[GIVEN TASK A] Write out the records word for word, from their first line through the line holding "column 112, row 59", inclusive.

[QUOTED TEXT]
----------

Since the encoding-selector currently is only intended to inform Atom of the encoding being employed by the file and not to convert between encodings, it seems as if this is the best possible behavior. If the encoding-selector is given the ability to convert between encodings as recommended in #7, the behavior should end up more to your liking @afischli.

Please let me know if I've misunderstood things.

afischli commented 8 years ago

I fear you may have complicated things unnecessarily. While I fully concur that Atom does and should not convert between encodings, some of the statements you make, need some amendments.

1) No this is NOT a duplicate of #7. What I report on is not a request for a new behavior of Atom, i.e. a feature that would convert among encodings. I report on what I believe is a bug, since Atom behaves inconsistently, i.e. it does convert partly, where it should not and thus creates a mess.

2) You write "Since the encoding for the characters in step 3 result in invalid UTF-8 sequences (the hex values for them are 8A 9A 9F 80 85 86)". I wish to correct/improve on that, since your argument sounds a bit like the behavior of Atom would be justified ('Since ..."). Please note, I believe Atom has no "right" in the first place to change anything of the content of the file, i.e. the hex sequence.

3) The Umlaute entered in "Western (Mac Roman)" have nothing to do with UTF-8 and need to be stored as entered.

----------

[DATA SHOWN]
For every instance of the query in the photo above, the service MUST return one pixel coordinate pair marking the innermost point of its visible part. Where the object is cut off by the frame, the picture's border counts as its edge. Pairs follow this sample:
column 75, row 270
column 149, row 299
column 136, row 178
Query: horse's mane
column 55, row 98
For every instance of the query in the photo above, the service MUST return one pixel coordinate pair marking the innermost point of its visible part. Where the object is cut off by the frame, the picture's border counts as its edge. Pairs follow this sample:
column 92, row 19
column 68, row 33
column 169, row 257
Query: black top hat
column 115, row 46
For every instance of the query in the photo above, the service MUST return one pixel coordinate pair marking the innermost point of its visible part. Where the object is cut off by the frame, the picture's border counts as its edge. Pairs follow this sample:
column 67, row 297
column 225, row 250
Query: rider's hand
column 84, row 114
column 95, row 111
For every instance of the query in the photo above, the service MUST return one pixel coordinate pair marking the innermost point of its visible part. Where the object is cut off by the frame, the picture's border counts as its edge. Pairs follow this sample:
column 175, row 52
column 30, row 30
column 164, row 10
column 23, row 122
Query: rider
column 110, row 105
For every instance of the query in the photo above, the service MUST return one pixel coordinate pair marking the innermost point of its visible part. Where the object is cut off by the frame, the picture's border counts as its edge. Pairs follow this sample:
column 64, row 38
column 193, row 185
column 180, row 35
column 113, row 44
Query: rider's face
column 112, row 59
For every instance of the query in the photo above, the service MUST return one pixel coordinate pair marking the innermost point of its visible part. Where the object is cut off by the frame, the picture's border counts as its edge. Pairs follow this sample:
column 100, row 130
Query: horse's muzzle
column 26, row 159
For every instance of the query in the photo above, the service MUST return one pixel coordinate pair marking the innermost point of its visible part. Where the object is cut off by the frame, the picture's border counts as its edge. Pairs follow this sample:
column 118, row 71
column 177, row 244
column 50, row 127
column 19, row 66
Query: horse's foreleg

----------

[GIVEN TASK B] Give the part of the encoding discussion between "I fear you may" and "creates a mess.", inclusive, with "Atom" renamed to "the editor".

[FINISHED ANSWER A]
For every instance of the query in the photo above, the service MUST return one pixel coordinate pair marking the innermost point of its visible part. Where the object is cut off by the frame, the picture's border counts as its edge. Pairs follow this sample:
column 75, row 270
column 149, row 299
column 136, row 178
Query: horse's mane
column 55, row 98
For every instance of the query in the photo above, the service MUST return one pixel coordinate pair marking the innermost point of its visible part. Where the object is cut off by the frame, the picture's border counts as its edge. Pairs follow this sample:
column 92, row 19
column 68, row 33
column 169, row 257
Query: black top hat
column 115, row 46
For every instance of the query in the photo above, the service MUST return one pixel coordinate pair marking the innermost point of its visible part. Where the object is cut off by the frame, the picture's border counts as its edge. Pairs follow this sample:
column 67, row 297
column 225, row 250
Query: rider's hand
column 84, row 114
column 95, row 111
For every instance of the query in the photo above, the service MUST return one pixel coordinate pair marking the innermost point of its visible part. Where the object is cut off by the frame, the picture's border counts as its edge. Pairs follow this sample:
column 175, row 52
column 30, row 30
column 164, row 10
column 23, row 122
Query: rider
column 110, row 105
For every instance of the query in the photo above, the service MUST return one pixel coordinate pair marking the innermost point of its visible part. Where the object is cut off by the frame, the picture's border counts as its edge. Pairs follow this sample:
column 64, row 38
column 193, row 185
column 180, row 35
column 113, row 44
Query: rider's face
column 112, row 59

[FINISHED ANSWER B]
I fear you may have complicated things unnecessarily. While I fully concur that the editor does and should not convert between encodings, some of the statements you make, need some amendments.

1) No this is NOT a duplicate of #7. What I report on is not a request for a new behavior of the editor, i.e. a feature that would convert among encodings. I report on what I believe is a bug, since the editor behaves inconsistently, i.e. it does convert partly, where it should not and thus creates a mess.